Ces petites impressions, supérieures aux Nishiki-yé, ces impressions miraculeuses, imprimées sur un papier qui semble de la moelle de sureau, en ces couleurs d’une douceur, fondue, harmoniée, qu’aucune impression d’aucun peuple ne nous montre, et avec cet artistique, amusant, illusionnant gaufrage, et encore avec au milieu des tons enchantés, l’introduction si savante, si juste, si distinguée, de l’or, de l’argent, du bronze : ces images, qu’on le sache bien, non faites pour le public, mais pour de délicates réunions d’amateurs et de collectionneurs, ces images, composées dans l’amusement des sociétés de thé, et formant des feuilles détachées de livres d’amis[2], — ces images, Outamaro, pris par ces grandes impressions en couleur, y donna très peu de son travail et de son temps.

Donc on connaît un assez petit nombre de sourimonos d’Outamaro. Je signalerai toutefois :

Un grand sourimono, où l’on voit l’antique couple légendaire de Tagasago, imploré, à l’occasion des grands souhaits, par l’homme et la femme du Japon, et représenté avec leurs attributs porte-bonheur : la vieille femme avec le balai, le vieil homme avec cette espèce de fourche — trident, — qui lui sert à rassembler les aiguilles des pins.

Lignes fournies:

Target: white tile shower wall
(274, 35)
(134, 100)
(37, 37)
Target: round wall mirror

Consignes de l'exercice:
**a.** Dans le texte sur les sourimonos d'Outamaro, relevez tous les métaux introduits au milieu des tons des impressions.
**b.** Prolongez le texte sur les sourimonos d'Outamaro à partir de sa dernière phrase.
Les lignes forment un matériau distinct du texte fourni.

Réponses par consigne:
**a.** L'or, l'argent, le bronze.

**b.**
Un autre grand sourimono représentant l’unique image théâtrale connue, qu’ait dessinée Outamaro.

Dans les représentations, en petit format, de la vie privée, c’est une « Visite du Jour de l’An », où une Japonaise remplit la coupe du visiteur de saké chaud ; c’est une Japonaise fumant accoudée à une petite table, et tournant la tête au chant d’un rossignol, perché sur une branche d’un arbre contre la maison ; c’est une courtisane causant avec sa kamourô ; c’est une autre courtisane en promenade suivie de ses deux kamourôs.

De ces courtisanes avec leurs kamourôs, M. Gonse aurait cinq ou six petits sourimonos.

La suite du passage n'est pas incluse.